== REQUIRED ACTION ==
Please return the records below exactly as they appear, leaving every picture out.
======== SUPPLIED RECORDS ========
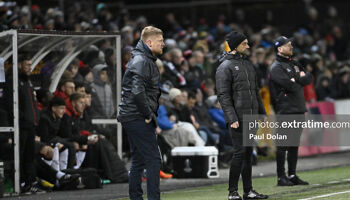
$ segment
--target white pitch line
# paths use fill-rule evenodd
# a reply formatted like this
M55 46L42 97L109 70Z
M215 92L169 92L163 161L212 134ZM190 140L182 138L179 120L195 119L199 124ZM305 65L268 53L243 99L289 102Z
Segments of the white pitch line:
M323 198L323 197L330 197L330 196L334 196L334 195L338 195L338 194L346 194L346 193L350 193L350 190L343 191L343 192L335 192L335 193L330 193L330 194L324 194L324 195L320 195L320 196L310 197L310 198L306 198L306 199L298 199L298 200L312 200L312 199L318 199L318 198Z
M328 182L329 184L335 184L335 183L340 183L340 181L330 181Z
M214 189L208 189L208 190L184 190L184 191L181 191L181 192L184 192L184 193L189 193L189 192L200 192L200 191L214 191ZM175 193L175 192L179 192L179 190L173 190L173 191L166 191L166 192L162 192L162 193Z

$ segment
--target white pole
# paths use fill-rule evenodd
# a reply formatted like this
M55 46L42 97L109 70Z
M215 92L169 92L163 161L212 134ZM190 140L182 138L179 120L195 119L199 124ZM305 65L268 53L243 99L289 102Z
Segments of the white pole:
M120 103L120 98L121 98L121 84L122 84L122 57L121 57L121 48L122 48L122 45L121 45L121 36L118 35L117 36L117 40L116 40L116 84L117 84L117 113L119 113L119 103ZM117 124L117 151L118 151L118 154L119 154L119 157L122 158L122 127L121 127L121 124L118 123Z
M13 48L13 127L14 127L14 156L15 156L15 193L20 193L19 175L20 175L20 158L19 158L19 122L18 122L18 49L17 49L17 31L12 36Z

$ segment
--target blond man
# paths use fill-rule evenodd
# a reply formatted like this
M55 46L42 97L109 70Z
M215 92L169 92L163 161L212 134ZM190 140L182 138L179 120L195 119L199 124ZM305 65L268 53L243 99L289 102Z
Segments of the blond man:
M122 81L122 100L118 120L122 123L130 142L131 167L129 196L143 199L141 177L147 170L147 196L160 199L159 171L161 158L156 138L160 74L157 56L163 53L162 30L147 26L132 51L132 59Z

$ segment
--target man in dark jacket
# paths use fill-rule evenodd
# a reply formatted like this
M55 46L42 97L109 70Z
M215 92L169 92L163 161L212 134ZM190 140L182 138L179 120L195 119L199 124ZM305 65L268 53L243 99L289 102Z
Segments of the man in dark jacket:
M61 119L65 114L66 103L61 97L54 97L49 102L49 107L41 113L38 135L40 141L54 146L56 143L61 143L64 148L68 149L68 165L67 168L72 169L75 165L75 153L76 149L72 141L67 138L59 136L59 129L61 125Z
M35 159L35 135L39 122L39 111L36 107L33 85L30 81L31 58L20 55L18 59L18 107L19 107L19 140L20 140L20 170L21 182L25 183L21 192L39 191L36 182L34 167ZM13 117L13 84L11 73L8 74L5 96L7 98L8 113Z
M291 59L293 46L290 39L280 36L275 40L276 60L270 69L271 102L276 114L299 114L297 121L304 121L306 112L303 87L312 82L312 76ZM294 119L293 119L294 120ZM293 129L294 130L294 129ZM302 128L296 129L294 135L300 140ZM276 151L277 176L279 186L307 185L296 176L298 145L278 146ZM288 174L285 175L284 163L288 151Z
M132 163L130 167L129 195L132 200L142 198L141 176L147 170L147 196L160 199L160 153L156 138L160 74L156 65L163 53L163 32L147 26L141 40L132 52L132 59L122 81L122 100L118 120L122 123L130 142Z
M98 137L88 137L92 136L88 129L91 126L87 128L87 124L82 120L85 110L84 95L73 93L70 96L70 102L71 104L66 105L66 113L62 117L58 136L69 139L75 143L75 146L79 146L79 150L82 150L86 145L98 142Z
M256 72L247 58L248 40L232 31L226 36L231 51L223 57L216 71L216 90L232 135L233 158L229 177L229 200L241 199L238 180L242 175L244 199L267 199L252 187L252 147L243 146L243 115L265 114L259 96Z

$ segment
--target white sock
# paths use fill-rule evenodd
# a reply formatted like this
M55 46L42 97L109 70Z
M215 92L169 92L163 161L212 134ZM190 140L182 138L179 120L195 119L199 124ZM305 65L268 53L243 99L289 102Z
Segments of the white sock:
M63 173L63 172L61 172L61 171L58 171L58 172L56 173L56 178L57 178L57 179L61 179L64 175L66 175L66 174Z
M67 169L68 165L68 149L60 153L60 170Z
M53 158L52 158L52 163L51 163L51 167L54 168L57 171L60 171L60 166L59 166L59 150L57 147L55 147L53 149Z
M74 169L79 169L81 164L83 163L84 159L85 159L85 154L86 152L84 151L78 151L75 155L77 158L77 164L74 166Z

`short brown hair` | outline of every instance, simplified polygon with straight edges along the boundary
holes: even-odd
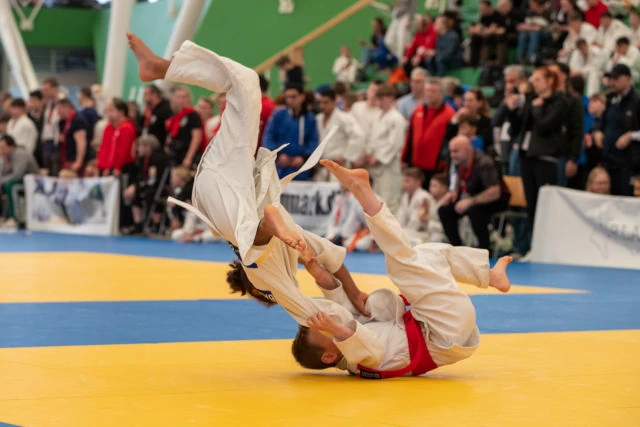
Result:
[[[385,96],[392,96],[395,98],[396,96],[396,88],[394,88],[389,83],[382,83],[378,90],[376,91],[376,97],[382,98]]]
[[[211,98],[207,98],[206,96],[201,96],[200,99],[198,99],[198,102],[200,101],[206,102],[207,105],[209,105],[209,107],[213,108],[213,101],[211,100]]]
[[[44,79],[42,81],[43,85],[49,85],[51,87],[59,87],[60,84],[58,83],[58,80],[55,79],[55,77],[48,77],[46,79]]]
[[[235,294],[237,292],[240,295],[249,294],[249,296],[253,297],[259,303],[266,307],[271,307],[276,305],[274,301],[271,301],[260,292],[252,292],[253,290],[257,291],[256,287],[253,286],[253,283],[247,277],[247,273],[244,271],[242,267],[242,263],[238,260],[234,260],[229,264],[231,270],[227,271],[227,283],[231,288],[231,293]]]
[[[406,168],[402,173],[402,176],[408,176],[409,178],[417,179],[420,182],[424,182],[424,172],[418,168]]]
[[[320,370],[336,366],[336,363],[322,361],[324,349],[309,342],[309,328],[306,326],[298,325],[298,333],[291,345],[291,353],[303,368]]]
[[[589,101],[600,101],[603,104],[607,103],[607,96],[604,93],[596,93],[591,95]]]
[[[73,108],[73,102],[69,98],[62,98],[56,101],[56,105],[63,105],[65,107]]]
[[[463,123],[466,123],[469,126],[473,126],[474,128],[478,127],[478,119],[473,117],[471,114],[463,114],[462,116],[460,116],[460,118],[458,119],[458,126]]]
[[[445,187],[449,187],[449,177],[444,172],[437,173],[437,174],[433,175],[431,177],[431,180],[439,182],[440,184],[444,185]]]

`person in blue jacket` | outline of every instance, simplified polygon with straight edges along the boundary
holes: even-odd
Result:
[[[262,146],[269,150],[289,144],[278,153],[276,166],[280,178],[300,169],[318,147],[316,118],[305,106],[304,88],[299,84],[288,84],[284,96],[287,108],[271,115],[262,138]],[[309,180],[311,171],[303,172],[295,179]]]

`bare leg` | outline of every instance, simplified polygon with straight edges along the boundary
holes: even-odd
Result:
========
== ANSWER AREA ==
$ segment
--target white pitch line
# paths use fill-rule evenodd
# a reply formatted like this
M55 46L42 97L109 70Z
M215 92L169 92L163 161L212 134ZM190 140L182 138L179 120L195 119L199 124ZM305 65L268 53L243 99L289 102Z
Segments of the white pitch line:
M323 198L323 197L330 197L330 196L334 196L334 195L338 195L338 194L346 194L346 193L350 193L350 190L343 191L343 192L335 192L335 193L330 193L330 194L324 194L324 195L320 195L320 196L310 197L310 198L306 198L306 199L298 199L298 200L312 200L312 199L318 199L318 198Z
M328 182L329 184L335 184L335 183L340 183L340 181L330 181Z
M214 189L208 189L208 190L184 190L184 191L181 191L181 192L184 192L184 193L189 193L189 192L200 192L200 191L214 191ZM175 193L175 192L179 192L179 190L173 190L173 191L166 191L166 192L162 192L162 193Z

$ segment
--target white pole
# paths use fill-rule evenodd
# a reply formatted like this
M55 46L42 97L109 70Z
M215 92L169 92L163 161L212 134ZM190 140L182 138L179 120L195 119L199 124ZM305 65L268 53L243 99L289 102Z
Segments of the white pole:
M120 103L120 98L121 98L121 84L122 84L122 57L121 57L121 48L122 48L122 45L121 45L121 36L118 35L117 36L117 40L116 40L116 84L117 84L117 113L119 113L119 103ZM117 124L117 151L118 151L118 154L119 154L119 157L122 158L122 127L121 127L121 124L118 123Z
M13 48L13 127L14 127L14 156L15 156L15 193L20 193L19 175L20 175L20 158L19 158L19 122L18 122L18 49L17 49L17 31L12 36Z

$ segment
--target blond man
# paths use fill-rule evenodd
# a reply formatted like this
M55 46L42 97L109 70Z
M215 92L169 92L163 161L212 134ZM190 140L182 138L179 120L195 119L199 124ZM305 65L268 53L243 99L289 102Z
Segments of the blond man:
M122 81L122 100L118 120L122 123L130 142L131 167L129 196L143 199L141 177L147 170L147 196L160 199L159 171L161 158L156 138L160 74L157 56L163 53L162 30L147 26L132 51L132 59Z

$ segment
--target man in dark jacket
# paths use fill-rule evenodd
# a reply formatted like this
M55 46L42 97L109 70Z
M215 92L169 92L163 161L212 134ZM190 140L182 138L179 120L195 119L199 124ZM305 65L268 53L243 99L289 102Z
Segments of the man in dark jacket:
M61 119L65 114L66 103L61 97L54 97L49 102L49 107L41 113L38 135L40 141L54 146L56 143L61 143L64 148L68 149L68 165L67 168L72 169L75 165L75 153L76 149L72 141L67 138L59 136L59 129L61 125Z
M35 159L35 135L39 122L39 111L36 107L33 85L30 81L31 58L20 55L18 59L18 107L19 107L19 140L20 140L20 170L21 182L25 183L21 192L39 191L36 182L34 167ZM13 117L13 84L11 73L8 74L5 96L7 98L8 113Z
M291 59L293 46L290 39L280 36L275 40L276 60L270 69L271 102L276 114L299 114L297 121L304 121L306 112L303 87L312 82L312 76ZM294 119L293 119L294 120ZM293 129L294 130L294 129ZM302 128L296 129L294 135L300 140ZM276 151L277 176L279 186L307 185L296 176L298 145L278 146ZM288 174L285 175L284 163L288 151Z
M132 163L130 167L129 195L132 200L142 198L141 176L147 170L147 196L160 199L160 153L156 138L160 74L156 65L163 53L163 32L147 26L141 40L132 52L132 59L122 81L122 100L118 120L122 123L130 142Z
M98 137L88 137L92 136L88 129L91 126L87 128L87 124L82 120L85 110L84 95L73 93L70 96L70 102L71 104L66 105L66 113L62 117L58 136L69 139L75 143L75 146L79 146L79 150L82 150L86 145L98 142Z
M256 72L247 58L248 40L232 31L226 36L231 51L223 57L216 71L216 90L232 135L233 158L229 177L229 200L241 199L238 180L242 175L244 199L267 199L252 187L252 147L243 146L243 115L265 114L259 96Z

$ segment
--target white sock
# paths use fill-rule evenodd
# a reply formatted like this
M55 46L42 97L109 70Z
M215 92L169 92L163 161L212 134ZM190 140L182 138L179 120L195 119L199 124ZM305 65L268 53L243 99L289 102Z
Segments of the white sock:
M63 173L63 172L61 172L61 171L58 171L58 172L56 173L56 178L57 178L57 179L61 179L64 175L66 175L66 174Z
M67 169L68 165L68 149L60 153L60 170Z
M53 158L52 158L52 163L51 163L51 167L54 168L57 171L60 171L60 166L59 166L59 150L57 147L55 147L53 149Z
M74 169L79 169L81 164L83 163L84 159L85 159L85 154L86 152L84 151L78 151L75 155L77 158L77 164L74 166Z

`short brown hair` | outline of every instance, simplified polygon with straight edges along the boundary
holes: even-odd
Result:
[[[385,96],[392,96],[395,98],[396,96],[396,88],[394,88],[389,83],[382,83],[378,90],[376,91],[376,97],[382,98]]]
[[[211,98],[207,98],[206,96],[201,96],[200,99],[198,99],[198,102],[200,101],[206,102],[207,105],[209,105],[209,107],[213,108],[213,101],[211,100]]]
[[[44,79],[42,81],[43,85],[49,85],[51,87],[59,87],[60,84],[58,83],[58,80],[55,79],[55,77],[48,77],[46,79]]]
[[[235,294],[237,292],[240,295],[249,294],[249,296],[253,297],[259,303],[266,307],[271,307],[276,305],[274,301],[271,301],[260,292],[252,292],[253,290],[257,291],[256,287],[253,286],[253,283],[247,277],[247,273],[244,271],[242,267],[242,263],[238,260],[234,260],[229,264],[231,270],[227,271],[227,283],[231,288],[231,293]]]
[[[406,168],[402,173],[402,176],[408,176],[409,178],[417,179],[420,182],[424,182],[424,172],[418,168]]]
[[[320,370],[336,366],[336,363],[322,361],[324,349],[309,342],[309,328],[306,326],[298,325],[298,333],[291,345],[291,353],[303,368]]]
[[[589,101],[600,101],[603,104],[607,103],[607,96],[604,93],[596,93],[591,95]]]
[[[73,108],[73,102],[69,98],[62,98],[56,101],[56,105],[63,105],[65,107]]]
[[[463,123],[466,123],[469,126],[473,126],[474,128],[478,127],[478,119],[473,117],[471,114],[463,114],[462,116],[460,116],[460,118],[458,119],[458,126]]]
[[[445,187],[449,187],[449,177],[444,172],[437,173],[437,174],[433,175],[431,177],[431,180],[439,182],[440,184],[444,185]]]

`person in blue jacket` | outline of every instance, simplified polygon with straight edges along the boundary
holes: even-odd
Result:
[[[262,146],[269,150],[289,144],[278,153],[276,166],[280,178],[300,169],[318,147],[316,118],[305,106],[304,88],[299,84],[288,84],[284,96],[287,108],[271,115],[262,138]],[[309,180],[311,171],[303,172],[295,179]]]

`bare leg` | outline of every instance, simplified polygon with straight edges along the boundary
holes: even-odd
Result:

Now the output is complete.